### WRITTEN TASK
Starting at the line that contains "Objective: one point per instance of the player's right" and ending at the last line of the data, copy every line again with only one change: scale each coordinate in the answers by 0.85 and round to a whole number, with halves rounded up.

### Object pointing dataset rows
● ● ● ● ●
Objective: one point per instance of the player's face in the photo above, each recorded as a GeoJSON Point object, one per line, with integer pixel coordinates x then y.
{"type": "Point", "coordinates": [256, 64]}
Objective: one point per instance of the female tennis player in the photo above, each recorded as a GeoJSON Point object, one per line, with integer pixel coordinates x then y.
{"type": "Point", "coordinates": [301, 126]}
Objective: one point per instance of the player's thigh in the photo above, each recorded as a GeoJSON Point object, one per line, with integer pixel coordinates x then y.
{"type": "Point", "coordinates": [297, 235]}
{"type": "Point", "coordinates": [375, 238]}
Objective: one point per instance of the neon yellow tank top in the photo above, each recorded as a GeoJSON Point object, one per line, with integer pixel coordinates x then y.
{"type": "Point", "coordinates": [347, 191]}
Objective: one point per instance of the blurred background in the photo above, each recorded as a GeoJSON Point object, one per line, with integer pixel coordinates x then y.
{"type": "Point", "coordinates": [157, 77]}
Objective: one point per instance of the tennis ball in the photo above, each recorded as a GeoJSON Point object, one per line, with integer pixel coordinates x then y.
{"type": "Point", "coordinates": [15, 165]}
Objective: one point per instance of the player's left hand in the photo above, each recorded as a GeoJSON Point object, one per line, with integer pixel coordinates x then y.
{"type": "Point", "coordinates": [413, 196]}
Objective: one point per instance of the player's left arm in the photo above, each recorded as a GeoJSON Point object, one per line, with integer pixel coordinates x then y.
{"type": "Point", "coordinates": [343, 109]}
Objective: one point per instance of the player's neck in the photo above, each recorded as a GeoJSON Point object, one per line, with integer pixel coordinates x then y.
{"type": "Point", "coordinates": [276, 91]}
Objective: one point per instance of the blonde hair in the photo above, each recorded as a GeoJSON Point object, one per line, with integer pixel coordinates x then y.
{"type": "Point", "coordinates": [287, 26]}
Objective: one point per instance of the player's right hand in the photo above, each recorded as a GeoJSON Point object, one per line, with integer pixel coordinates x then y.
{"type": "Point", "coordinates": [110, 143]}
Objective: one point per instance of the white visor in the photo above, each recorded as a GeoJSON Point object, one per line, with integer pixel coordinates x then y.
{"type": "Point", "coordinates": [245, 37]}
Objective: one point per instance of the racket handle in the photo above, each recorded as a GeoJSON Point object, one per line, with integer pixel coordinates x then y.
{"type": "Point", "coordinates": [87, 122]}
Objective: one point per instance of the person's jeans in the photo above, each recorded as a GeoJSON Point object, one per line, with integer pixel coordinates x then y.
● ● ● ● ●
### REPLY
Objective: one point per instance of the player's right hand in the photo above, each recorded as a GeoJSON Point object, one per line, with integer pixel coordinates x then y.
{"type": "Point", "coordinates": [94, 122]}
Objective: one point per instance of the white visor in the photo above, each recorded as a GeoJSON Point object, one per line, with integer pixel coordinates x then y.
{"type": "Point", "coordinates": [208, 31]}
Objective: one point per instance of the racket handle in the photo above, each recorded as a GeoJSON Point object, one per line, with integer pixel coordinates x then y.
{"type": "Point", "coordinates": [74, 104]}
Objective: one point per instance of the person's jeans in the photo above, each recorded as a GeoJSON Point object, one per line, with integer pixel coordinates x then y.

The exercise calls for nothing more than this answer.